EXERCISE MATERIAL:
══════════════════════════════

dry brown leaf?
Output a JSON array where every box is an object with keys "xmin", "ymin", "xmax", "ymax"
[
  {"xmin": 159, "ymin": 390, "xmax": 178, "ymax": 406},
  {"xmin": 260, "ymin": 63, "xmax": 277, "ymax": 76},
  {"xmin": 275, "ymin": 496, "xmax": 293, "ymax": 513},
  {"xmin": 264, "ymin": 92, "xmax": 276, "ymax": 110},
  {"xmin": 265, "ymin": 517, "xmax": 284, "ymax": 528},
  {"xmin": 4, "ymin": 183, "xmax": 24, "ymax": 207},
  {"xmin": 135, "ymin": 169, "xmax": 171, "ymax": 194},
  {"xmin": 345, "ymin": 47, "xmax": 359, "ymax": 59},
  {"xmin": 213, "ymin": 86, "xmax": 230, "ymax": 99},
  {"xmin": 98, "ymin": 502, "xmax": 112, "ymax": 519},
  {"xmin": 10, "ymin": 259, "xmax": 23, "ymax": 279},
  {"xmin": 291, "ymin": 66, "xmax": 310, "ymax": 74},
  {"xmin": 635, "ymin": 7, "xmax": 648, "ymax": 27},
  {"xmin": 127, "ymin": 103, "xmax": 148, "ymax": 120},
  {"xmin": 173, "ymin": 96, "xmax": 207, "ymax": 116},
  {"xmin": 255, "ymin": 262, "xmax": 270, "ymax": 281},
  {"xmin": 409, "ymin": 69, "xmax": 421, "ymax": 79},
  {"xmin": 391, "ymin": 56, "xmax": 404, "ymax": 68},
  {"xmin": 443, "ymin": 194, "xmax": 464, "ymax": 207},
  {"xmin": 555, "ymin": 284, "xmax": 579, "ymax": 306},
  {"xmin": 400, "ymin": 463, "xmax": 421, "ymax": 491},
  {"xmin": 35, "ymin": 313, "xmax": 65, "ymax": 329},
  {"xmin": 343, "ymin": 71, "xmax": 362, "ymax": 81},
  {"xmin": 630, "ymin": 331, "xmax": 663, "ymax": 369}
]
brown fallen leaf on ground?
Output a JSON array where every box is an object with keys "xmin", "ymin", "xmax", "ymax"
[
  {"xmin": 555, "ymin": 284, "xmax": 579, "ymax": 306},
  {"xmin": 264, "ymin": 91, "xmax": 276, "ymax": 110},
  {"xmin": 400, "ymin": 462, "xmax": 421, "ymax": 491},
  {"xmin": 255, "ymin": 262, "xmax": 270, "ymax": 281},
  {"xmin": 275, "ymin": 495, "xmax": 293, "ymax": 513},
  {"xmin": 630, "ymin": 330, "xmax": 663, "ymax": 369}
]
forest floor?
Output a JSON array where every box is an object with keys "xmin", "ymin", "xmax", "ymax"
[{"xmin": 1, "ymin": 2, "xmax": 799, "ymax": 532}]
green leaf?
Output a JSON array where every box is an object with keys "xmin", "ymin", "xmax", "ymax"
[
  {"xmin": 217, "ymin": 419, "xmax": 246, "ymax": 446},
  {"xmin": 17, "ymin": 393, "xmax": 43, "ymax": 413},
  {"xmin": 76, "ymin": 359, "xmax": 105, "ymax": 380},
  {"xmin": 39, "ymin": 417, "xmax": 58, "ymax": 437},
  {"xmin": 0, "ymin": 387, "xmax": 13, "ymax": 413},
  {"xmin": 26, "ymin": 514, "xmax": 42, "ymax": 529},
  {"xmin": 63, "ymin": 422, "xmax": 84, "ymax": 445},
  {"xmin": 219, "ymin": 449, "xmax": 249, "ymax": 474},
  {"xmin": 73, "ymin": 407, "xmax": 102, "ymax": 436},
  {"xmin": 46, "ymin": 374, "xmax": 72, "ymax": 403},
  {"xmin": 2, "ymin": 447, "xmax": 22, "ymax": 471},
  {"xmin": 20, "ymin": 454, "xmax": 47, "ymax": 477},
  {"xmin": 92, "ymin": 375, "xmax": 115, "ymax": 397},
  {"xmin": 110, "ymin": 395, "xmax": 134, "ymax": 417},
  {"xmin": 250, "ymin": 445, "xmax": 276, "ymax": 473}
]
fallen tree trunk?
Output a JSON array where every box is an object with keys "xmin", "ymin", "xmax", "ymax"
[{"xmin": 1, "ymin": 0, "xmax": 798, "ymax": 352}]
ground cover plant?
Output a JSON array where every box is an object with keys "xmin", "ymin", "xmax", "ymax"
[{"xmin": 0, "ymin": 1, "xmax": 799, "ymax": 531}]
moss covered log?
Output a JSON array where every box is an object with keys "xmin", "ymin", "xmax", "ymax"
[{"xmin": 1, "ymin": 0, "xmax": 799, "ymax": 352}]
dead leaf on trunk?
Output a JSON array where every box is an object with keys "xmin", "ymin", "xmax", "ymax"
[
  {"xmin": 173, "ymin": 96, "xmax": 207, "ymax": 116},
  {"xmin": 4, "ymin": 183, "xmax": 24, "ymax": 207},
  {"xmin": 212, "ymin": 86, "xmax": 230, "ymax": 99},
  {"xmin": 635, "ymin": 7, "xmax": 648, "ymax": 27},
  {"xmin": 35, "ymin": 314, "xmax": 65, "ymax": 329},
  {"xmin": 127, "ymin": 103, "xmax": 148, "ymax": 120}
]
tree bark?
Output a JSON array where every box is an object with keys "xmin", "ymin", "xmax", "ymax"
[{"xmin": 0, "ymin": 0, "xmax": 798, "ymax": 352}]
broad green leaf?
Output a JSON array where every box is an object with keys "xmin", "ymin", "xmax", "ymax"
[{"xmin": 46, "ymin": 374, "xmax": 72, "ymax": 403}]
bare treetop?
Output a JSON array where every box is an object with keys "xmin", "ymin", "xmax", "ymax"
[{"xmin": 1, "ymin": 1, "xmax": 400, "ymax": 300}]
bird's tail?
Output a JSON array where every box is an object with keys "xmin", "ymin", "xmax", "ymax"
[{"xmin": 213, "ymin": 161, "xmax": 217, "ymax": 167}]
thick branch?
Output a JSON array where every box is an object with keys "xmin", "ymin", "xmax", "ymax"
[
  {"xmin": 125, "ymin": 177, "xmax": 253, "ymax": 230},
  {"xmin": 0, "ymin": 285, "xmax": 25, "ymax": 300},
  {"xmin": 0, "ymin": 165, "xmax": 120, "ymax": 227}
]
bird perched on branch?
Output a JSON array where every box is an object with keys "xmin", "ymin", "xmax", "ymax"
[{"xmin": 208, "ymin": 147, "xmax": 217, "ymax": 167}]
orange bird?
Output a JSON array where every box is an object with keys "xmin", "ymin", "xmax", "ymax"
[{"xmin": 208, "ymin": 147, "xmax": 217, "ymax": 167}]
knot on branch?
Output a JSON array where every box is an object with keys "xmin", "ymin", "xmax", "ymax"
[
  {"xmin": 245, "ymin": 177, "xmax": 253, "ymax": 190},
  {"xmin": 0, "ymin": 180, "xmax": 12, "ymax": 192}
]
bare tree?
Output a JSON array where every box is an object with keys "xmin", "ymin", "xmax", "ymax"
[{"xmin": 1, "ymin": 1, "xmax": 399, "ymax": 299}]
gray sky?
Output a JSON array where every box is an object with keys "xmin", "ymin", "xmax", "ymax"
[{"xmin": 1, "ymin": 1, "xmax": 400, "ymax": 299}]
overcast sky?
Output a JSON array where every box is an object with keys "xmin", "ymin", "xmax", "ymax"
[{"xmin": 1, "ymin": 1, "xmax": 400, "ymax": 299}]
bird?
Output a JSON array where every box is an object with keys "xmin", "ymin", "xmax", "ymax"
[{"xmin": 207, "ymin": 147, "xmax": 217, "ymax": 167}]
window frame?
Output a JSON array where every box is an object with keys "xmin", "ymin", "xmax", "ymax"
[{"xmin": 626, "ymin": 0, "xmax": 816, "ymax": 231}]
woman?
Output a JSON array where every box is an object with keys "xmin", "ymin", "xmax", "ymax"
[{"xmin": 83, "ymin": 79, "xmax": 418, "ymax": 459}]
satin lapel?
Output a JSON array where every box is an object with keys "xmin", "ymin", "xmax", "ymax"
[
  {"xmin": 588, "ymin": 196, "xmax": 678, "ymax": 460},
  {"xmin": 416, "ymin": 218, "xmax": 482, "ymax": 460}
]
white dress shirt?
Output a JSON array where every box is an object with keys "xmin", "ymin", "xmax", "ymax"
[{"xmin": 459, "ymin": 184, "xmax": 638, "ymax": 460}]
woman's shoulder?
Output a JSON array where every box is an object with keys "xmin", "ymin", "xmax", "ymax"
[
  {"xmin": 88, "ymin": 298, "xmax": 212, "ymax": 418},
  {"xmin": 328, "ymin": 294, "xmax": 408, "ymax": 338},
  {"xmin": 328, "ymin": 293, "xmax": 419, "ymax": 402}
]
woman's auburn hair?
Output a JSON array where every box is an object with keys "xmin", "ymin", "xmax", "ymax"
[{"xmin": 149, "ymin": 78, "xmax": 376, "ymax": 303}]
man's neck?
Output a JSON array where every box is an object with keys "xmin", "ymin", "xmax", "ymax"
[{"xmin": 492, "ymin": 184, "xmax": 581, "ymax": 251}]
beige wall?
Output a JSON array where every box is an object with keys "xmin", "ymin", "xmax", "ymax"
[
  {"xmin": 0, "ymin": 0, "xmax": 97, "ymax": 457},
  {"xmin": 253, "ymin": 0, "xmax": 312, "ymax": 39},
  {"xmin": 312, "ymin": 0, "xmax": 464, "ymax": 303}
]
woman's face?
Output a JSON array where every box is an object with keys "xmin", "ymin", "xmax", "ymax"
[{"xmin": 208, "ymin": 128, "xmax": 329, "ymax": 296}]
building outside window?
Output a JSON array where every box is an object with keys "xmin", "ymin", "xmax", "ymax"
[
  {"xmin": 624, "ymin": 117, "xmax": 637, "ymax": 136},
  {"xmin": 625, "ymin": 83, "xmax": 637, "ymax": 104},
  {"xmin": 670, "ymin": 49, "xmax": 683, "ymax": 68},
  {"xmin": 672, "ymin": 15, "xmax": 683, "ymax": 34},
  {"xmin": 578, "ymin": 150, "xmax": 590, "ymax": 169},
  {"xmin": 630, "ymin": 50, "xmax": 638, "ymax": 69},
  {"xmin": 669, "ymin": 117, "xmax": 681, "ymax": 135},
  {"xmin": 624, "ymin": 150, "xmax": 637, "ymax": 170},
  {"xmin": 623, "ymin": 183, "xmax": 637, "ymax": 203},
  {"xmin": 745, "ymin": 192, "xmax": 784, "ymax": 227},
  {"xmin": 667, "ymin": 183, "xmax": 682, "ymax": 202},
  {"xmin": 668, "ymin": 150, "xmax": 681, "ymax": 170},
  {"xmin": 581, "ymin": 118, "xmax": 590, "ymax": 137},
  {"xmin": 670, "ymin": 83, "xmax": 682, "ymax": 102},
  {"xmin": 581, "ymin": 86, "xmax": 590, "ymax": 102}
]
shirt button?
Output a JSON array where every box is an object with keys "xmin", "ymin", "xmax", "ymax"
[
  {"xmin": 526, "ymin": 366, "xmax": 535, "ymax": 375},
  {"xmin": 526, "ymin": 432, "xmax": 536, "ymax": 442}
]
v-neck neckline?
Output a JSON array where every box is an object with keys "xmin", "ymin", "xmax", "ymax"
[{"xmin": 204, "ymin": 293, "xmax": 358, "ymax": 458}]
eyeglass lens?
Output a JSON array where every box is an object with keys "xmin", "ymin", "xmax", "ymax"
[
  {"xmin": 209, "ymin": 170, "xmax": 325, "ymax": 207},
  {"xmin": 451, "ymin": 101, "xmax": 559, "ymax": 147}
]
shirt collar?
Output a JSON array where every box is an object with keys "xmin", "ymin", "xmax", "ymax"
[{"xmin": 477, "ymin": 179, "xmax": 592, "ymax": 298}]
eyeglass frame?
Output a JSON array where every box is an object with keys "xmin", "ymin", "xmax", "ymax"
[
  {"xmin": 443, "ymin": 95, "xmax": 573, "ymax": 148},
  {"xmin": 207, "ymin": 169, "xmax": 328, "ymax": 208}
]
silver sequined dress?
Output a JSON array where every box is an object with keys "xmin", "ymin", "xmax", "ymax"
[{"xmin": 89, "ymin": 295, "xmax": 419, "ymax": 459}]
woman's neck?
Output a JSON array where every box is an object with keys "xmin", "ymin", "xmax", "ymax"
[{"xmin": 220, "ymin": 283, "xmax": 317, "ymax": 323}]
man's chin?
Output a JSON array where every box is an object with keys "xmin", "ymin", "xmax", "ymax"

══════════════════════════════

YOUR TASK: In the entries above, find each line with "leaf" and list it.

FINAL ANSWER:
dry brown leaf?
brown fallen leaf on ground?
green leaf?
dead leaf on trunk?
broad green leaf?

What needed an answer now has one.